Retype the listing found below exactly, but leave out each picture.

+ + + +

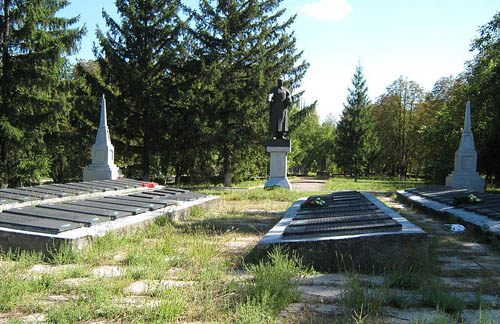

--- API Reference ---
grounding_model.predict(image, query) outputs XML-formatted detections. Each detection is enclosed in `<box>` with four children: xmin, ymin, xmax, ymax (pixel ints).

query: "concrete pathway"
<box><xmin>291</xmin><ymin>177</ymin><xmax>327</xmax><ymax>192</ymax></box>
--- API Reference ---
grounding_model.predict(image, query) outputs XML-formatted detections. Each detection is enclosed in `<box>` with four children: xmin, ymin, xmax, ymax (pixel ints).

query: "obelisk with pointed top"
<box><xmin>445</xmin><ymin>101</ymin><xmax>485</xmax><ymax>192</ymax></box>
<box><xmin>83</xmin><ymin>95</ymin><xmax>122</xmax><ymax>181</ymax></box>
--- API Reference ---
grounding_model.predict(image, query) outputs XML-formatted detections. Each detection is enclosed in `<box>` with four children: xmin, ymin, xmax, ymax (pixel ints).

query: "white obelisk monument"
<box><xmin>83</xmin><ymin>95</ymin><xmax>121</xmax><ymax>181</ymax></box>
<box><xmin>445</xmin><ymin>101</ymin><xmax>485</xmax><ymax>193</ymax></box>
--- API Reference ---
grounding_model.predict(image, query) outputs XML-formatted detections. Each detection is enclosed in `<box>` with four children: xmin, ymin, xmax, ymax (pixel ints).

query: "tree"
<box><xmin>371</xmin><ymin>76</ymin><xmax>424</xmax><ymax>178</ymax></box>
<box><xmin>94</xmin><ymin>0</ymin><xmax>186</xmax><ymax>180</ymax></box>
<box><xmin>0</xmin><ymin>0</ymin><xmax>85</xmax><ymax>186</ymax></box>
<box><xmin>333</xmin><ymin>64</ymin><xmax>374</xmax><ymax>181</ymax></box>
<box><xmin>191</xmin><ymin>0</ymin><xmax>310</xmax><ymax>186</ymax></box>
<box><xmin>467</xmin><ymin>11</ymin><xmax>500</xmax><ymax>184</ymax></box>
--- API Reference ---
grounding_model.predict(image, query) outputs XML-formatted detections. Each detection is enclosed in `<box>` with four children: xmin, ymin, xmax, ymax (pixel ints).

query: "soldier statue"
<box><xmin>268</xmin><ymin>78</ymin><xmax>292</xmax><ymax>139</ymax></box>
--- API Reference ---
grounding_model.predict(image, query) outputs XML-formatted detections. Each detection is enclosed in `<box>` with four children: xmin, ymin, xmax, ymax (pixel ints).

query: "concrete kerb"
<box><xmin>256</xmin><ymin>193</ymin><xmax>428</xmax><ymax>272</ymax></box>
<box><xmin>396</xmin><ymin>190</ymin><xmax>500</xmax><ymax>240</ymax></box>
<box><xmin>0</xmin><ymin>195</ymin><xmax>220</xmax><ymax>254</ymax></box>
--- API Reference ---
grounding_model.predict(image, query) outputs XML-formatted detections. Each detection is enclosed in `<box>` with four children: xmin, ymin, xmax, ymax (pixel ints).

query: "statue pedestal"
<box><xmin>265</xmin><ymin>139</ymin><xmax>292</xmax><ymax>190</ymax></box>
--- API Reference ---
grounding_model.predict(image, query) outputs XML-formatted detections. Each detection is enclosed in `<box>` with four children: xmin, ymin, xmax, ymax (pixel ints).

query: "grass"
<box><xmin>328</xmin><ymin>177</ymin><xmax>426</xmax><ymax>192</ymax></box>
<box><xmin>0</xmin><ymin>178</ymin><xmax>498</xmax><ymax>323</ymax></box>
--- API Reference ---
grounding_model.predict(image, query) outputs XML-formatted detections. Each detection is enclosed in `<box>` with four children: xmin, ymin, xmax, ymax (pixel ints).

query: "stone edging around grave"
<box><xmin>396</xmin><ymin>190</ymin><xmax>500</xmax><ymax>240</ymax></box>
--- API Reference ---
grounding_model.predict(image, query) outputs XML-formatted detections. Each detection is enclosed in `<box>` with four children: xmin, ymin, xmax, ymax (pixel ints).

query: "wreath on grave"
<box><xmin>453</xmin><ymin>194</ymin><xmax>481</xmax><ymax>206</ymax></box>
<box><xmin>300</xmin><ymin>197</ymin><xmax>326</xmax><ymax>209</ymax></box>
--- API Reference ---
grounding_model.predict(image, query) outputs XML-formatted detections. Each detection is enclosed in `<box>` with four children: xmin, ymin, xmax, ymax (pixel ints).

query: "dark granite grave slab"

+ + + +

→ **TASK RESULT**:
--- API Reference ---
grounding_model.predict(image, query) outputs XML-formatted detections. Each detection is enclosed in `<box>` with four children: xmin, ymin, xmax, ymax (pixel ints).

query: "concrete pathway"
<box><xmin>291</xmin><ymin>177</ymin><xmax>327</xmax><ymax>192</ymax></box>
--- API Reference ---
grounding_model.predict(image, query) outputs XML-formatted detections. Each detection is enclosed in `<box>` with four children: xmin, ymin, xmax, ymax (pixel ints).

query: "obelisk with pointed top"
<box><xmin>445</xmin><ymin>101</ymin><xmax>485</xmax><ymax>192</ymax></box>
<box><xmin>83</xmin><ymin>95</ymin><xmax>122</xmax><ymax>181</ymax></box>
--- API Reference ---
grounding_model.predict(image, query) outputs XML-formatted detections. Each detection is enclosed in `<box>` with four children: xmin, ymin, xmax, ymax (pixel ints).

query: "white obelisk monument"
<box><xmin>83</xmin><ymin>95</ymin><xmax>121</xmax><ymax>181</ymax></box>
<box><xmin>445</xmin><ymin>101</ymin><xmax>485</xmax><ymax>193</ymax></box>
--- API Reference ---
grounding_model.predict(image, query) outputs XML-formatted detections. Each detection is enclosed in `<box>` with four children: xmin, ymin, xmax, ymax (pixel ints).

query: "tree"
<box><xmin>371</xmin><ymin>76</ymin><xmax>424</xmax><ymax>178</ymax></box>
<box><xmin>94</xmin><ymin>0</ymin><xmax>186</xmax><ymax>180</ymax></box>
<box><xmin>0</xmin><ymin>0</ymin><xmax>85</xmax><ymax>186</ymax></box>
<box><xmin>333</xmin><ymin>64</ymin><xmax>374</xmax><ymax>181</ymax></box>
<box><xmin>191</xmin><ymin>0</ymin><xmax>310</xmax><ymax>186</ymax></box>
<box><xmin>467</xmin><ymin>11</ymin><xmax>500</xmax><ymax>184</ymax></box>
--- API Reference ---
grounding_model.predict(image, query) outputs XML-formatted detections. Each detection is enclosed in `<box>` with four children: xmin, ymin, xmax, ymax (pixel ints).

query: "soldier statue"
<box><xmin>268</xmin><ymin>78</ymin><xmax>292</xmax><ymax>139</ymax></box>
--- API Reference ---
grounding_model.predict(image, query) outputs XML-formatted detections. Each detection is enclosed in `<box>` with four children: xmin, ymin, xmax, ymax (pixel ints).

query: "concrete kerb"
<box><xmin>256</xmin><ymin>193</ymin><xmax>428</xmax><ymax>272</ymax></box>
<box><xmin>396</xmin><ymin>190</ymin><xmax>500</xmax><ymax>240</ymax></box>
<box><xmin>0</xmin><ymin>195</ymin><xmax>220</xmax><ymax>254</ymax></box>
--- API Reference ---
grounding_model.predict(image, query) outputs XML-formatted detections. Each detection is enclosed in `<box>` with four children: xmin, ymin, xmax, ymax (pixel ints).

query: "statue pedestal"
<box><xmin>265</xmin><ymin>139</ymin><xmax>292</xmax><ymax>190</ymax></box>
--- API Reference ---
grounding_model.predict(image, query) outputs XML-formatted detections. Each detection is enclosed in `<box>` with four children: xmin, ymin, xmax, ymax (pixel ints).

query: "grass"
<box><xmin>328</xmin><ymin>177</ymin><xmax>426</xmax><ymax>192</ymax></box>
<box><xmin>0</xmin><ymin>178</ymin><xmax>498</xmax><ymax>323</ymax></box>
--- API Reference ---
grounding_model.predict(image, query) outputs XML-formatted detections. Each detection is enclosed in `<box>` with four children: xmin, ymin, xmax, ymax (pixel ints).

query: "stone edging around grave"
<box><xmin>396</xmin><ymin>190</ymin><xmax>500</xmax><ymax>240</ymax></box>
--- API Reference ---
grounding_model.predict(image, query) outputs XML-formatted detections. Each detection is enclosed in `<box>` with four children: xmin, ymin, xmax, ymax (pixel ints).

query: "wreath on grave"
<box><xmin>453</xmin><ymin>194</ymin><xmax>481</xmax><ymax>206</ymax></box>
<box><xmin>300</xmin><ymin>197</ymin><xmax>326</xmax><ymax>209</ymax></box>
--- API Reference ---
grounding_model.predict(image, query) outputs XML-formatted detections. Each detection is enclosed in `<box>` with four children: xmin, ymin, xmax, ymax (pixel ints).

query: "dark granite grave slab"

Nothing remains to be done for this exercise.